### WHAT THE TASK REQUIRES
Format every line of the rows below as a numbered list, skipping blank lines and leaving out the pictures.

[BEGIN]

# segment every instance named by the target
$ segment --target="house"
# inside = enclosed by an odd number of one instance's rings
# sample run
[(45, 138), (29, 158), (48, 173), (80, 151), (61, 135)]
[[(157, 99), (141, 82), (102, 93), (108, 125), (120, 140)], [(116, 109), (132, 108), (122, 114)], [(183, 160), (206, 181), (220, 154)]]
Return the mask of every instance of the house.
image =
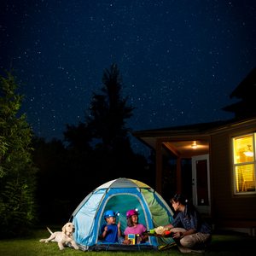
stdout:
[(194, 205), (212, 228), (255, 236), (256, 68), (230, 94), (241, 101), (222, 108), (226, 121), (132, 132), (155, 149), (155, 187), (162, 193), (162, 157), (176, 160), (177, 192), (183, 193), (181, 161), (191, 159)]

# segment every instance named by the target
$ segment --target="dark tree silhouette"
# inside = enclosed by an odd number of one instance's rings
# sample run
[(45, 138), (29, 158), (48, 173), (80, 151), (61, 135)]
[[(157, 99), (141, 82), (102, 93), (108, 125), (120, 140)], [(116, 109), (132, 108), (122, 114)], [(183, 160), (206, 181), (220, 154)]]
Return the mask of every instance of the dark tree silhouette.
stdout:
[(37, 219), (36, 168), (32, 160), (32, 127), (18, 116), (24, 96), (11, 74), (0, 78), (0, 236), (27, 231)]
[(114, 149), (120, 143), (130, 146), (128, 132), (131, 129), (125, 127), (125, 119), (133, 116), (131, 112), (135, 108), (126, 105), (128, 96), (121, 96), (125, 88), (123, 77), (115, 64), (111, 65), (109, 71), (106, 68), (102, 82), (104, 84), (99, 89), (102, 93), (93, 93), (91, 107), (87, 111), (88, 128), (93, 137), (101, 140), (104, 149)]

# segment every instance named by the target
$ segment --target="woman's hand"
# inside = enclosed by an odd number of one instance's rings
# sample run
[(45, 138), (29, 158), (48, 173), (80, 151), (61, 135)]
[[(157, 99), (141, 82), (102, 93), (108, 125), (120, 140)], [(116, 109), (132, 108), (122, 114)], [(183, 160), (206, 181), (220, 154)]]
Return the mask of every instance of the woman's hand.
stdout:
[(172, 238), (180, 238), (183, 236), (183, 232), (175, 232)]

[END]

### OUTPUT FOR THIS EXERCISE
1. # segment every instance named by the target
2. $ segment --target="house"
3. # inside = enclosed by an odd number of one instance's rings
4. # sample run
5. [(45, 138), (29, 158), (48, 173), (80, 151), (61, 135)]
6. [[(157, 99), (141, 82), (102, 93), (108, 125), (120, 140)], [(116, 109), (132, 108), (122, 114)], [(183, 160), (206, 181), (220, 154)]]
7. Return the mask of every instance of the house.
8. image =
9. stdout:
10. [(194, 205), (212, 228), (255, 236), (256, 68), (230, 94), (241, 101), (222, 108), (226, 121), (132, 132), (155, 149), (155, 187), (162, 193), (162, 157), (176, 160), (177, 192), (183, 193), (181, 161), (191, 159)]
11. # segment every instance named by the target
12. $ segment --target="dark tree silhouette"
13. # inside = enclosed by an odd number of one instance's rings
14. # sample run
15. [(45, 138), (29, 158), (48, 173), (80, 151), (61, 135)]
16. [[(157, 99), (141, 82), (102, 93), (108, 125), (120, 140)], [(116, 109), (132, 108), (122, 114)], [(183, 160), (206, 181), (220, 154)]]
17. Return the mask of every instance of the dark tree silhouette.
18. stdout:
19. [(37, 219), (36, 168), (32, 160), (32, 127), (18, 116), (24, 96), (11, 74), (0, 78), (0, 236), (27, 231)]
20. [(114, 149), (120, 143), (130, 146), (128, 132), (131, 129), (125, 127), (125, 119), (133, 116), (131, 112), (135, 108), (126, 105), (128, 96), (121, 96), (125, 88), (123, 77), (115, 64), (111, 65), (109, 71), (106, 68), (102, 82), (104, 84), (99, 89), (102, 93), (93, 93), (91, 107), (87, 111), (88, 128), (93, 137), (101, 140), (104, 149)]
21. # segment every instance named by the target
22. $ segment --target="woman's hand"
23. # inside = enclosed by an odd number of one instance's rings
24. # sample run
25. [(45, 138), (29, 158), (48, 173), (80, 151), (61, 135)]
26. [[(157, 99), (141, 82), (102, 93), (108, 125), (120, 140)], [(116, 109), (132, 108), (122, 114)], [(183, 160), (206, 181), (220, 154)]]
27. Return the mask of every instance of the woman's hand.
28. stdout:
29. [(172, 238), (180, 238), (183, 236), (183, 232), (175, 232)]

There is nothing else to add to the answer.